* [EXERCISE SET]
A. In the visual perception flashcards, replace "Colliculus superior" with "Superior colliculus" and write out the passage that begins at the words "N Suprachiasmaticus" and stops after "field (orientation, intensity..)".
B. Can you extend the visual perception flashcards beyond their last line, continuing in the same question-and-notes format?

* [EXERCISE TEXT]
<<<<

11) Perception, Agnosia, etc. Flashcards
What is agnosia?
= visual information is transported via retina but cannot be processed –> objects (and faces) cannot be recognised
- apperceptive agnosia = failure in perception and therefore recognition
- associative agnosia = perception occurs but still not recognised –> V1 ok but association between visual and semantic brain areas defect
- lesions often occur due to hypoxia or reanimation
What are the principles of retinotopy?
- things are represented next to each other in the brain and visual field
What are the three retinal ganglia cells?
M-cells - magnolayer
- 10% of ganglia cells
- large receptive fields
- small spatial but good temporal resolution
- high contrast sensitivity
- achromatic (colour blind)
P-cells - parvolayer
- 80% of ganglia cells
- small receptive fields
- high spatial but poor temporal resolution
- small contrast sensitivity
- chromatic (colour competent)
Gamma-cells
- 10% of retinal ganglia cells
- heterogeous properties
Why are retinal ganglia cells well myelinated?
good for motion processing, because faster signal transmission
How is the lateral geniculate nucelus (LGN) organised and what does it do?
organised in layers
- magnolayers
- parvolayers
- interlaminar layers
- forwards information to primary visual cortex/V1/striate cortex/BA17 (= only area in the brain where one can see stripes just when slicing the brain, no additional staining needed)
–> visual information is from V1 forwarded to other areas in visual cortex (BA16-19/V1-V4) (?)
What are the retino-genikulo-striate pathways?
N Suprachiasmaticus
- circadian rhythm
- dark-light perception
Colliculus superior
- rapid eye movement
–> colliculus inferior: auditory
Corpus geniculate laterale
(- still unclear what it does, but postulated to be involved in spatial processing of objects in visual field and temporal differentiation of the same object at different time points)
How does the (primary) visual cortex process information (Hubel&Wiese)?
Ice-cube model
- organised in columns
- cells in column only react to a certain characteristic in the visual field (orientation, intensity..)
–> extraction of characteristics
(- same principle ‘Eigenschaftsextraktion’/extraction of characteristics found auditory cortex but more bitalerally)
Hemifield and hemispheres: how is it represented?

>>>>

* [DATASET RECORDS]
<<<<

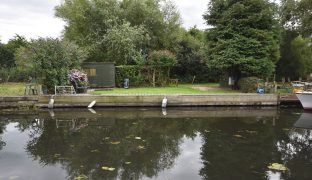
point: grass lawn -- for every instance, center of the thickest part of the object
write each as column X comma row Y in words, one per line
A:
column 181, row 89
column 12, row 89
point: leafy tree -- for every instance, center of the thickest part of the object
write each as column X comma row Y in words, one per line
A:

>>>>
<<<<

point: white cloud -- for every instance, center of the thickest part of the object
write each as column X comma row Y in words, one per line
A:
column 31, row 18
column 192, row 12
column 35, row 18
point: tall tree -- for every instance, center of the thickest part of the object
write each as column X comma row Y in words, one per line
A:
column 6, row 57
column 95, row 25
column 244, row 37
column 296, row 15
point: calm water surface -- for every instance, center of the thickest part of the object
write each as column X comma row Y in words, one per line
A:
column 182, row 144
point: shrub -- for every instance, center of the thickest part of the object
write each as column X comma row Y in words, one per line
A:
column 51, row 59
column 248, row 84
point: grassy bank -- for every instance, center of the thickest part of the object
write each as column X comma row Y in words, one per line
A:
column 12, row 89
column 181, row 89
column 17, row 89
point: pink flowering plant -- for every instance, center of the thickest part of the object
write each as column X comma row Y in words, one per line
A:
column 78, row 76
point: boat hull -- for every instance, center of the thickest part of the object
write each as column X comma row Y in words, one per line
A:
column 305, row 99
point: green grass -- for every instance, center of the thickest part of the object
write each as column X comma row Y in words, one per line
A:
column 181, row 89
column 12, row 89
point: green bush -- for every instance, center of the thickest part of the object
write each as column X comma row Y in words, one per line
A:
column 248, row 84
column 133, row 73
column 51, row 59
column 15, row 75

>>>>

* [TASK RESPONSES]
A.
N Suprachiasmaticus
- circadian rhythm
- dark-light perception
Superior colliculus
- rapid eye movement
–> colliculus inferior: auditory
Corpus geniculate laterale
(- still unclear what it does, but postulated to be involved in spatial processing of objects in visual field and temporal differentiation of the same object at different time points)
How does the (primary) visual cortex process information (Hubel&Wiese)?
Ice-cube model
- organised in columns
- cells in column only react to a certain characteristic in the visual field (orientation, intensity..)

B.
hemifield
Right hemifield:
- visual information of the temporal part of the retina of the right eye
- information of the nasal of the retina of the left eye
Left hemifield :
- temporal part of rentina (left eye)
- nasal part of the retina (right eye)
Viusal field
= the total area in which objects can be seen in the side (peripheral) vision as you focus your eyes on a central point
Hemispheres
- left and right side of the brain
- information of the right hemifield is represented in the left hemisphere
- information of the left hemifield is represented in the right hemisphere
- information is represented mirrored (left-right and up-down’
- everything in the centre is more polar (over representation of fovea)
- periphery more to the front
Hierarchy in the visual cortex
from V1 to V5
- V1 most accurate in retinotopy - V4 and V5 least accurate in retinotopy
- V1 least complex (specific to responses, 1° resolution) - V4 and V5 most complex (specialised, 20° resolution)
- V1
- most accurate in retinotopy but less complex information processing
- contrast and orientation - V2
- differentiation background and figures - V3a
- disparity/incongruity/discrepancy –> mismatch when looking at a face from different angles
- depth - V4
- colour and form
- ventral: closer to temporal cortex (memory), remembering faces, objects etc –> recognition - V5
- motion, movement
- dorsal: closer to motor areas, motion/movement via dorsal stream –> system advantage (vision guided movements)
What are the dorsal and ventral stream?
dorsal stream
= where/ how/ action/ location/ egocentric
- closer to motor areas, V5
ventral stream
= what/ object/ perception/ allocentric
- closer to temporal cortex, V4
Network map and complexity
- more complex than described (dorsal vs ventral)
–> complex motion perception involves more
Retinotopy and lesions: What does it mean for patients?
lesions at different points in the system cause different visual impariments
contralateral homonymous hemianopia: lesion after optic chiasm (D), in optic radiations (G) or in upper and lower bank of the calcarine fissure (H)
What is homoymous hemianopia?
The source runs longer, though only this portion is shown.